- _Directions for this task_: Word for word, repeat the lines of the records from the one containing "trace-outline --target high-wing" through the last line, both included.

- _Records for the task_:
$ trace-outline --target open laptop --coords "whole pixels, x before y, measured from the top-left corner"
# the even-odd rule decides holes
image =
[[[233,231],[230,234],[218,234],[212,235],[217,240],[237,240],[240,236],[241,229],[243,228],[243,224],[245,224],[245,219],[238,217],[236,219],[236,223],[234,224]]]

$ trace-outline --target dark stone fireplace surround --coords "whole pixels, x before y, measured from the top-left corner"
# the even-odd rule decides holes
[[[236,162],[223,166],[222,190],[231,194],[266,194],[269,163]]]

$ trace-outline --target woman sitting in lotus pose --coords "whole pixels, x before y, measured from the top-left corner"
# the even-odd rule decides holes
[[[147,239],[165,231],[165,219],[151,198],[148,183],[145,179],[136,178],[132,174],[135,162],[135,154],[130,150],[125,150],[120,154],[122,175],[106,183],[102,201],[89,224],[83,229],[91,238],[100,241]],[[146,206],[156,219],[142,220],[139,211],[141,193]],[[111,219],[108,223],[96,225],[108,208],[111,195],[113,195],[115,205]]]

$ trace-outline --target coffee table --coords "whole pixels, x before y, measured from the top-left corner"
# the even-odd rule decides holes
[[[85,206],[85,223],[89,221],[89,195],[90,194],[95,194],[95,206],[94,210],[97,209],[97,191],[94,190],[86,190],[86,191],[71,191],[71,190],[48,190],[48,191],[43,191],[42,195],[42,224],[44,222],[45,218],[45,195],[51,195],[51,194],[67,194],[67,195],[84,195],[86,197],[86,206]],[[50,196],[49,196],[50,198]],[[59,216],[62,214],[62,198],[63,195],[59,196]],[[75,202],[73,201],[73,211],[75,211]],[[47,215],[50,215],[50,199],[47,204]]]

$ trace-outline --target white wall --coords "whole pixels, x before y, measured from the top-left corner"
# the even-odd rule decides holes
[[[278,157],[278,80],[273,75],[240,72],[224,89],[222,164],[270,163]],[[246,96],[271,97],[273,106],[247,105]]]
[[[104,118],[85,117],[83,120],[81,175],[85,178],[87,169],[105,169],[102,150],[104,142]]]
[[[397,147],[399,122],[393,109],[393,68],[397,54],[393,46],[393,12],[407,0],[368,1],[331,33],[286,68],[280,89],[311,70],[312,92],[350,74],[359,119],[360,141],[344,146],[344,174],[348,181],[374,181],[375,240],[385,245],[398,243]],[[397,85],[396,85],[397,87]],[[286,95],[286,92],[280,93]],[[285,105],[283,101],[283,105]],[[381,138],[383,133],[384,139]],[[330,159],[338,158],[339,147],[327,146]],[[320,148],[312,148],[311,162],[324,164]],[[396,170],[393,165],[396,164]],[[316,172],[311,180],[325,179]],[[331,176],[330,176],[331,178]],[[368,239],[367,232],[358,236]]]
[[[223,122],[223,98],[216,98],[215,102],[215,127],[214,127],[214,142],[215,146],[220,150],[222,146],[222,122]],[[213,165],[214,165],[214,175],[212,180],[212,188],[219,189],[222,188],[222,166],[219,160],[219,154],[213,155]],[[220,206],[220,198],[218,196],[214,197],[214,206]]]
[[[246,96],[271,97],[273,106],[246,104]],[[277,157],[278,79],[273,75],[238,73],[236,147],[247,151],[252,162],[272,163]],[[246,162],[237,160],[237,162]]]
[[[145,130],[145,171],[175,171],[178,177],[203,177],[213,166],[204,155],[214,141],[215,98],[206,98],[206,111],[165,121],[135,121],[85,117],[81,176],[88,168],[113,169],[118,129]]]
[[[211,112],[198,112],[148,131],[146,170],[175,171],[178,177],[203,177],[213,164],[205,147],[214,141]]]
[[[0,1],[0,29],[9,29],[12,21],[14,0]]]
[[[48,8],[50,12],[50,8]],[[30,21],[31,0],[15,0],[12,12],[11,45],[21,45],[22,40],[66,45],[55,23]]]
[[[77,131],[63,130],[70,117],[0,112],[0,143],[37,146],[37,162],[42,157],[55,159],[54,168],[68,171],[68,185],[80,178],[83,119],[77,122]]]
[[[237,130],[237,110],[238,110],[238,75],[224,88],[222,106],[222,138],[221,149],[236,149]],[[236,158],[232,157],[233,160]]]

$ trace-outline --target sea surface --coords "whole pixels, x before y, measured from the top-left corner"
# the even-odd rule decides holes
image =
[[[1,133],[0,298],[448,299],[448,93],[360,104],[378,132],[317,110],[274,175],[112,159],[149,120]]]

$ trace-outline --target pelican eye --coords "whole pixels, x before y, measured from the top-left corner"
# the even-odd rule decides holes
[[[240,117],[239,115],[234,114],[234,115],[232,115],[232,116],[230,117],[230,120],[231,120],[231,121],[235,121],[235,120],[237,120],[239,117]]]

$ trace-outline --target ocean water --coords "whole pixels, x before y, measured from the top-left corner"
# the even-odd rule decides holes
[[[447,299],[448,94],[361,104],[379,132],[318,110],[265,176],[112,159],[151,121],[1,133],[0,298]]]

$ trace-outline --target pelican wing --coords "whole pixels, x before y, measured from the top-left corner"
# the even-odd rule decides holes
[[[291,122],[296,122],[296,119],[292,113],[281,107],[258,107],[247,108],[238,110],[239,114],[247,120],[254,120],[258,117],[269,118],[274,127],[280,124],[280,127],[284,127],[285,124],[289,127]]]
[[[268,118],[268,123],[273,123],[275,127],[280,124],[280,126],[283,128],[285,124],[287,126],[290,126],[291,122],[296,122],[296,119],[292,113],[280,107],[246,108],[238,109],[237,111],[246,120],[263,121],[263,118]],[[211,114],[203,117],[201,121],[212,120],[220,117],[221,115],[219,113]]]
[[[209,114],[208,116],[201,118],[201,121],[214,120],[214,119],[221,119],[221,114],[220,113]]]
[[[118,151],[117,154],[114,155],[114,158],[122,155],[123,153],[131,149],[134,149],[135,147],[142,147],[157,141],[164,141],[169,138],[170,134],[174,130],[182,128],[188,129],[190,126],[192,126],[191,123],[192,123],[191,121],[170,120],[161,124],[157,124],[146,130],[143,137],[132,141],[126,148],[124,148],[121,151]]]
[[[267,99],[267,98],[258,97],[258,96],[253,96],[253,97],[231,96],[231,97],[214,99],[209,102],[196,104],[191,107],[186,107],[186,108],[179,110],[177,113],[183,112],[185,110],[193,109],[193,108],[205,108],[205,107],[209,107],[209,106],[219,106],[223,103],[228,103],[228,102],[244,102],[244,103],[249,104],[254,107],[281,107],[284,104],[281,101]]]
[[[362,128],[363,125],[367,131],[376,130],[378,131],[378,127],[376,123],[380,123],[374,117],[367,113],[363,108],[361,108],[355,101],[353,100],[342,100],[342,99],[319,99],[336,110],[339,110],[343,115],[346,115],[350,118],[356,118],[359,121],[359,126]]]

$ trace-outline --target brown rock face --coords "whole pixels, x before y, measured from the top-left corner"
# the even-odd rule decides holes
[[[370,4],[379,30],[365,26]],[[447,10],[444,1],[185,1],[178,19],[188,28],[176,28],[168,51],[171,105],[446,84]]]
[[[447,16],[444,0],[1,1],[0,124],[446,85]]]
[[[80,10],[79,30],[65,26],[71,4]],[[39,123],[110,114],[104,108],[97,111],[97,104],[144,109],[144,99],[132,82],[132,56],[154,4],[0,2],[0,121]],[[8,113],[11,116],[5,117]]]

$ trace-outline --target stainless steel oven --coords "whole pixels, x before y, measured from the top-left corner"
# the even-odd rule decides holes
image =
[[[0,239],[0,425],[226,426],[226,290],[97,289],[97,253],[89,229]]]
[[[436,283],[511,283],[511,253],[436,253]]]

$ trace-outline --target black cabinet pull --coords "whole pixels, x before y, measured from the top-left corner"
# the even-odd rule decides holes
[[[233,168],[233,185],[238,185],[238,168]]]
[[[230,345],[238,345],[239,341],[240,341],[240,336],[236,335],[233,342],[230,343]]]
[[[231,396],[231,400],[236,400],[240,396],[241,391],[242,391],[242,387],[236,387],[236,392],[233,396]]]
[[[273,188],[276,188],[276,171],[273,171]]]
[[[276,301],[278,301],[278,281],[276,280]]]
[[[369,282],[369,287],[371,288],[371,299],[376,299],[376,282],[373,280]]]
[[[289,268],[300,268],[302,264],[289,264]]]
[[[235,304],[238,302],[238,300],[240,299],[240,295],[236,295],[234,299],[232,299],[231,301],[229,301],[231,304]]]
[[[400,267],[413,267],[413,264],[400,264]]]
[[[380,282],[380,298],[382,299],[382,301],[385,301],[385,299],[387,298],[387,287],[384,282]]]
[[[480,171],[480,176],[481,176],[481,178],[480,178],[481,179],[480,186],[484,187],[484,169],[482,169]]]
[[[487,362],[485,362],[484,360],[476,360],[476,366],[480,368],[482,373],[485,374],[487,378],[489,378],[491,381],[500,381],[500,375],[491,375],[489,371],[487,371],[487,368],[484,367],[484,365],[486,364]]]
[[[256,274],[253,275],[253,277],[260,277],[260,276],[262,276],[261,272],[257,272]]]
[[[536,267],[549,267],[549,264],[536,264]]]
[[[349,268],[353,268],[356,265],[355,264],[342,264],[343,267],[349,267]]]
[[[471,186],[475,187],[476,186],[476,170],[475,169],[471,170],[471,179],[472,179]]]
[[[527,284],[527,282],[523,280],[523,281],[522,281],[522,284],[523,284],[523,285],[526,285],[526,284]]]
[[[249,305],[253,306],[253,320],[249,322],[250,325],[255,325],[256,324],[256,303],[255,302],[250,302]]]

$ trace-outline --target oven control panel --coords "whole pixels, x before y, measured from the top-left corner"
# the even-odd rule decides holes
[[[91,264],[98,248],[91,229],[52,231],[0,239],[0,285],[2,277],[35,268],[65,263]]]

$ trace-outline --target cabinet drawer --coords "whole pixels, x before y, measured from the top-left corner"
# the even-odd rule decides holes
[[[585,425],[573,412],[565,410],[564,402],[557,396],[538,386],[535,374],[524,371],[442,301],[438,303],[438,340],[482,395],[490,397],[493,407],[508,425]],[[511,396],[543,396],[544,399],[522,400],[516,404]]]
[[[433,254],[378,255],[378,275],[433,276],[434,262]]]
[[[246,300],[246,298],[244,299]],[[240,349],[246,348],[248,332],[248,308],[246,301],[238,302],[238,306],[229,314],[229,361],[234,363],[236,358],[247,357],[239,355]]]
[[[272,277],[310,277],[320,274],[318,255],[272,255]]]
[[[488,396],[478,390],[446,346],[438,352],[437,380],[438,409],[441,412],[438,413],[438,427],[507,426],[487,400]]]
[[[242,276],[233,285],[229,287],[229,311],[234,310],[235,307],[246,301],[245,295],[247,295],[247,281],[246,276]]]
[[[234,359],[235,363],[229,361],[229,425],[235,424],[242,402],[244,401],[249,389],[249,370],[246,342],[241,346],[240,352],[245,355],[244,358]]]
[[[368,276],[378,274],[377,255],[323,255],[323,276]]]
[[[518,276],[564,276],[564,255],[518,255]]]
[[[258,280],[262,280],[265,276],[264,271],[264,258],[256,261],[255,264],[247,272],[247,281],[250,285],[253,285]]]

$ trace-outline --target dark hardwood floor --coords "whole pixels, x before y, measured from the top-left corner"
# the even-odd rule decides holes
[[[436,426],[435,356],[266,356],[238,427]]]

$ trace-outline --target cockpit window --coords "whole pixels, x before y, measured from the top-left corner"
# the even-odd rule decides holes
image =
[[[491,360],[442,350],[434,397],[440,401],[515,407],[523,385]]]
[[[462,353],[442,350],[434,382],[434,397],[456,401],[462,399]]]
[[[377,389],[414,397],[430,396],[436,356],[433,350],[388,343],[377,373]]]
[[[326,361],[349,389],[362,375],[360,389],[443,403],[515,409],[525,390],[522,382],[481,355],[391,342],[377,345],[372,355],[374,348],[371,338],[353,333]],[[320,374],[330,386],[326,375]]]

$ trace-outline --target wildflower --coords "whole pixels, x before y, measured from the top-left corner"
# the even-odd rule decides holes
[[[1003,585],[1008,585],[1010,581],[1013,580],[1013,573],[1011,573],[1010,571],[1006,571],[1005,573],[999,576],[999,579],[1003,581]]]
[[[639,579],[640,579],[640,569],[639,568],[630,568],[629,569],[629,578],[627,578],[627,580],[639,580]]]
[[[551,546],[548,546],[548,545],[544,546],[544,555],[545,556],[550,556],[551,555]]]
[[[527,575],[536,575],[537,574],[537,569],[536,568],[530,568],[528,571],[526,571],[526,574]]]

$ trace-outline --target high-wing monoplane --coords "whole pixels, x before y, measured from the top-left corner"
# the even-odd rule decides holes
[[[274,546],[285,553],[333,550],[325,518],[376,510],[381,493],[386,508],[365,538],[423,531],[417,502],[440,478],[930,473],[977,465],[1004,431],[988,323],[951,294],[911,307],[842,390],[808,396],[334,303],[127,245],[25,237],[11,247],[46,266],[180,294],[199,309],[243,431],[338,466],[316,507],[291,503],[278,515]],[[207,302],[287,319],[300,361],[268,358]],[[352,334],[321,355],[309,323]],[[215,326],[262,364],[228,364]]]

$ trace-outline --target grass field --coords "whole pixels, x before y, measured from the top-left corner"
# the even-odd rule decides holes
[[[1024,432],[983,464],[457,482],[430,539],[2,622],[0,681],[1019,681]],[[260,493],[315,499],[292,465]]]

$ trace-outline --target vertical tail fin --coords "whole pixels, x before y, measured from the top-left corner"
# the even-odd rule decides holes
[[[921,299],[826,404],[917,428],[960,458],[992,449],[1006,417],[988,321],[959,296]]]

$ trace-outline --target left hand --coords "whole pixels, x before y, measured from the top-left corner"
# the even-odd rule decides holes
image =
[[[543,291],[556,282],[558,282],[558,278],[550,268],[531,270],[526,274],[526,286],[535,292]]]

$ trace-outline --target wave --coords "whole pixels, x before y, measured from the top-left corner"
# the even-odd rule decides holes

- _Exercise solution_:
$ trace-outline --target high-wing monoplane --coords "whole pixels, x before y, measured from the top-left corner"
# the even-odd rule decides holes
[[[274,546],[285,553],[333,550],[325,518],[376,510],[381,493],[386,508],[365,538],[423,531],[417,502],[440,478],[930,473],[977,465],[1004,431],[988,323],[951,294],[911,307],[842,390],[808,396],[334,303],[127,245],[25,237],[11,247],[46,266],[180,294],[199,309],[243,431],[338,466],[316,507],[291,503],[278,515]],[[207,302],[287,319],[300,361],[268,358]],[[352,334],[321,355],[309,323]],[[215,326],[262,364],[228,364]]]

$ trace-outline --target grass field --coords "whole pixels, x before y, measured from the top-left corner"
# the even-odd rule decides holes
[[[1024,432],[983,464],[457,482],[430,539],[2,622],[0,681],[1019,681]],[[260,493],[315,499],[292,465]]]

$ trace-outline --target vertical tail fin --coords "whole pixels, x before y, measured from the top-left corner"
# the even-odd rule decides holes
[[[921,299],[826,404],[917,428],[960,458],[992,449],[1006,417],[988,321],[959,296]]]

$ trace-outline --target left hand --coords "whole pixels, x before y, measured from the top-left corner"
# the even-odd rule decides holes
image =
[[[543,291],[556,282],[558,282],[558,278],[550,268],[531,270],[526,274],[526,286],[535,292]]]

$ trace-outline --target wave --coords "whole pixels, x before y, measured from the top-left corner"
# the even-odd rule decides holes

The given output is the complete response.